Turn all the lines below, from the very first one down to and including the line containing "[210,201,233,220]", into a numbered list. Leave out blank lines and pictures.

══ INPUT ══

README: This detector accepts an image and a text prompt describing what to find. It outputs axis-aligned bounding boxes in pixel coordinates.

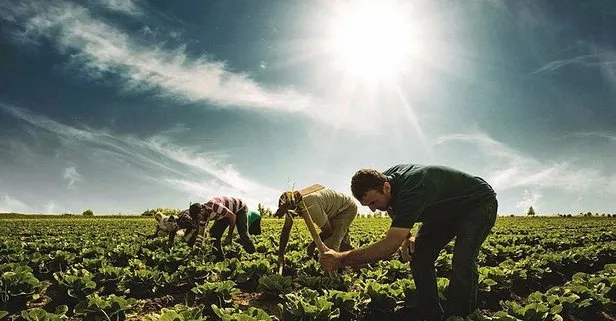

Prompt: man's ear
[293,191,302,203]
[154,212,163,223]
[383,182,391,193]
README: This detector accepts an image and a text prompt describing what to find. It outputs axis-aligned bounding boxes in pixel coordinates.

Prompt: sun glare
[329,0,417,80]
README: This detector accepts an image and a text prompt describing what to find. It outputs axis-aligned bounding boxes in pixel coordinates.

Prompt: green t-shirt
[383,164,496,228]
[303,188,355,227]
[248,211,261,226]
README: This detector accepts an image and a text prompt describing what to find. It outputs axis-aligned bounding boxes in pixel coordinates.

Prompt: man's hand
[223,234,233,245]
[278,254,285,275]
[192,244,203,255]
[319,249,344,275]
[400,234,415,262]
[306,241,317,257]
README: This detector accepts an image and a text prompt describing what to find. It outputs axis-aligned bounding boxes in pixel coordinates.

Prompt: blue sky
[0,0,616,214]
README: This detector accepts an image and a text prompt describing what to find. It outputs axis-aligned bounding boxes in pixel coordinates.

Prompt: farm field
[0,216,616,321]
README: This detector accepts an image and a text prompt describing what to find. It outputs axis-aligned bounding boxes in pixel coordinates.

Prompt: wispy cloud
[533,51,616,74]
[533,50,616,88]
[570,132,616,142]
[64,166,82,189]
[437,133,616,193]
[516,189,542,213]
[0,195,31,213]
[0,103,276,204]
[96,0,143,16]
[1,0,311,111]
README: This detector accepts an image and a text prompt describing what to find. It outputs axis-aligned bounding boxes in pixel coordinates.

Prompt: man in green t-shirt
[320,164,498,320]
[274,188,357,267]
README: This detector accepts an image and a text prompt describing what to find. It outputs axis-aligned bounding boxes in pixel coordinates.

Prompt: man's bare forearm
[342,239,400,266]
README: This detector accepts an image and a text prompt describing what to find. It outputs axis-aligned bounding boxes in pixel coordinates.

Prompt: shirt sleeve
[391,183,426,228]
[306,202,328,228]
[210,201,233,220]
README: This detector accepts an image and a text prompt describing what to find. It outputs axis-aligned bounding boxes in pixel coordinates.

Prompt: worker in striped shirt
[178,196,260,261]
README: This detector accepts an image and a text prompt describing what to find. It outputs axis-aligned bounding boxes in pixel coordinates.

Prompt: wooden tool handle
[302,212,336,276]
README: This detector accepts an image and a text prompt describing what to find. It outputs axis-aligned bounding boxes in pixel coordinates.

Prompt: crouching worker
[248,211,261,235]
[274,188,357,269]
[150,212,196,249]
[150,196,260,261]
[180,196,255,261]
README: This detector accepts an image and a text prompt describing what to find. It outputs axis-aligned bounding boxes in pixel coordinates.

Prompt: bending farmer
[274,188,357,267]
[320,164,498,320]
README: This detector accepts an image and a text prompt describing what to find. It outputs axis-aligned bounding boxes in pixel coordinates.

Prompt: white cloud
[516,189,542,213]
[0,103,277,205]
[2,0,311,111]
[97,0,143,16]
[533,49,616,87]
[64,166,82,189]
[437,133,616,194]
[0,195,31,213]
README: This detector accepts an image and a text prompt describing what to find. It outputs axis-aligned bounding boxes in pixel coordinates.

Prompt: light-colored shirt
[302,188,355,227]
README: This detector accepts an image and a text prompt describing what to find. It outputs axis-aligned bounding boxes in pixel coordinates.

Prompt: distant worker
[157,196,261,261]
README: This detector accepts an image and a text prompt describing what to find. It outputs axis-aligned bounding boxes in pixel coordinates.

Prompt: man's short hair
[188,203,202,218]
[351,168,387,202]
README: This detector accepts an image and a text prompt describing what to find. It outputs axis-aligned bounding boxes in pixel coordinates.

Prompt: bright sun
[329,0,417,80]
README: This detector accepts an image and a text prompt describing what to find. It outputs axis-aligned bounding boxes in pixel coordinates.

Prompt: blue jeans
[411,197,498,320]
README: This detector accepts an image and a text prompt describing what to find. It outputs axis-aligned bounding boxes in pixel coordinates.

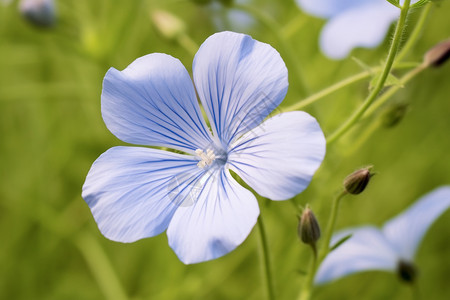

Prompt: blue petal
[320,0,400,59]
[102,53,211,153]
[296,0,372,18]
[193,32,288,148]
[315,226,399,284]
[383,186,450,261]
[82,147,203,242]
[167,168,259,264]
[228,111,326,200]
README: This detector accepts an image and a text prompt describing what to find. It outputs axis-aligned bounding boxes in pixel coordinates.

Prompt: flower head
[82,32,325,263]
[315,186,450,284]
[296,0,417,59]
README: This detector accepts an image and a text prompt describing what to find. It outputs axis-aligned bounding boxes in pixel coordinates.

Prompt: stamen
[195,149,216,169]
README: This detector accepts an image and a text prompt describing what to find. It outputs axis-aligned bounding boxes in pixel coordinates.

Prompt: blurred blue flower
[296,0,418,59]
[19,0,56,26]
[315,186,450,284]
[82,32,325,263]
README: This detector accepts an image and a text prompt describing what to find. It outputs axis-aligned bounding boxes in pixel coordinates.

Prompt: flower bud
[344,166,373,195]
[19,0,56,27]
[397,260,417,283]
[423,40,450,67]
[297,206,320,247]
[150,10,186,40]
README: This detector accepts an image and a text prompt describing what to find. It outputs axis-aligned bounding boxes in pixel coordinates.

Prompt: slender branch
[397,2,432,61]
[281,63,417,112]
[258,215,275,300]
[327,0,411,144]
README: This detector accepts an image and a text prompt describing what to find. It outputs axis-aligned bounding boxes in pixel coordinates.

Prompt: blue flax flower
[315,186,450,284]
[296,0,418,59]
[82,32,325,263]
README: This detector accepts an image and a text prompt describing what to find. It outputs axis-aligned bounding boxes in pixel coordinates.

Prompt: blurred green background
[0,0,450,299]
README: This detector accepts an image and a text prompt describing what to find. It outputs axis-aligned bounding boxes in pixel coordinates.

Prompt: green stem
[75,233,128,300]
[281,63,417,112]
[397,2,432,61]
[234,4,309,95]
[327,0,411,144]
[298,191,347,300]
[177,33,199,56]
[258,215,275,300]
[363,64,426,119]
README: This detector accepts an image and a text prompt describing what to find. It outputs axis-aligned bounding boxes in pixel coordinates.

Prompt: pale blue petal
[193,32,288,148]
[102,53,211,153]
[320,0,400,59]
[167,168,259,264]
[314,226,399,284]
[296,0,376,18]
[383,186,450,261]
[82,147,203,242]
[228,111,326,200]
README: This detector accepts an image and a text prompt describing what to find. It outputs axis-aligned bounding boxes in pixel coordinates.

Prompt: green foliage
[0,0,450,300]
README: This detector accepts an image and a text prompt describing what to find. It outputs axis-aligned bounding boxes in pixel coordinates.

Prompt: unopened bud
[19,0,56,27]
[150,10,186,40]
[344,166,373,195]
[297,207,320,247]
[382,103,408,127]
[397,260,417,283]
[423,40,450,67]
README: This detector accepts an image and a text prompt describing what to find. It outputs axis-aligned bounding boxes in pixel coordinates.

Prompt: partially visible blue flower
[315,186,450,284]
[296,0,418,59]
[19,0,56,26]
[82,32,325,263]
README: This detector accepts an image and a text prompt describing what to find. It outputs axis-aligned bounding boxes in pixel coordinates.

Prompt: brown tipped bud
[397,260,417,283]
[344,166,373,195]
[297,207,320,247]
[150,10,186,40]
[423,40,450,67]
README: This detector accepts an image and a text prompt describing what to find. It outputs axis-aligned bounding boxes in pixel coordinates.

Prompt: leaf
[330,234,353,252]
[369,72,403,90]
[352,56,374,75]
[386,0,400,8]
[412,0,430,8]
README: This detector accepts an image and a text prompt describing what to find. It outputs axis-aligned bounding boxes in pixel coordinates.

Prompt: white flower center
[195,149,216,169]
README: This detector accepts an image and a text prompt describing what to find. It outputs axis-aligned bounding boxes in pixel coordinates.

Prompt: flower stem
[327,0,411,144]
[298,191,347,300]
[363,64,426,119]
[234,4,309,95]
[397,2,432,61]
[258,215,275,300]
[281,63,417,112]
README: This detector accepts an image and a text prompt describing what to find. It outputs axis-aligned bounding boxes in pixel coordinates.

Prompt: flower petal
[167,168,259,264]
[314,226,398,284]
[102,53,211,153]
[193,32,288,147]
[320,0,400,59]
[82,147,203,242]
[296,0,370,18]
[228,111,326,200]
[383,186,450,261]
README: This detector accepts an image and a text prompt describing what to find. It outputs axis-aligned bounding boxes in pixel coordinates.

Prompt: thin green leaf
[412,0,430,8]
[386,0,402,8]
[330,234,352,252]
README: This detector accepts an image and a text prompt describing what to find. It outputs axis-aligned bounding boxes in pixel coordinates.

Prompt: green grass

═══

TASK SOLUTION »
1. README: This detector accepts an image and a text prompt describing what to find. It outputs axis-aligned bounding boxes in pixel coordinates.
2. Prompt: man's ear
3. [293,191,302,203]
4. [154,212,163,223]
5. [383,182,391,193]
6. README: This detector accepts an image and a text prompt describing what to find. It outputs axis-aligned bounding boxes in pixel coordinates.
7. Prompt: sun glare
8. [329,0,417,80]
9. README: This detector accepts an image and a text prompt describing what to find. It outputs axis-aligned bounding boxes in pixel coordinates.
10. Prompt: green t-shirt
11. [383,164,496,228]
12. [303,188,355,227]
13. [248,211,261,226]
14. README: This detector accepts an image and a text prompt describing what to find. It outputs axis-aligned bounding boxes in pixel coordinates.
15. Prompt: man's hand
16. [223,234,233,245]
17. [278,254,285,275]
18. [192,244,203,255]
19. [319,249,344,275]
20. [400,234,415,262]
21. [306,241,317,257]
22. README: This detector accepts an image and a text prompt describing what to find. It outputs axis-aligned bounding boxes in pixel coordinates.
23. Prompt: blue sky
24. [0,0,616,214]
25. README: This detector accepts an image and a text prompt describing what to find. It outputs axis-aligned bounding boxes in pixel coordinates.
26. Prompt: farm field
27. [0,216,616,321]
28. README: This detector accepts an image and a text prompt describing what to find. It outputs axis-aligned bounding boxes in pixel coordinates.
29. Prompt: wispy cloud
30. [533,51,616,74]
31. [533,50,616,88]
32. [570,132,616,142]
33. [64,166,82,189]
34. [437,133,616,193]
35. [516,189,542,213]
36. [0,195,31,213]
37. [0,103,276,204]
38. [96,0,143,16]
39. [1,0,311,111]
40. README: This detector accepts an image and a text prompt describing what to find. It outputs axis-aligned bounding boxes in pixel coordinates.
41. Prompt: man in green t-shirt
42. [320,164,498,320]
43. [274,188,357,267]
44. README: This detector accepts an image and a text prompt describing what to find. It outputs axis-aligned bounding boxes in pixel coordinates.
45. Prompt: man's bare forearm
46. [342,239,400,266]
47. README: This detector accepts an image and a text prompt describing what to find. It outputs axis-aligned bounding boxes in pixel coordinates.
48. Prompt: shirt sleeve
49. [391,183,426,228]
50. [306,202,328,228]
51. [210,201,233,220]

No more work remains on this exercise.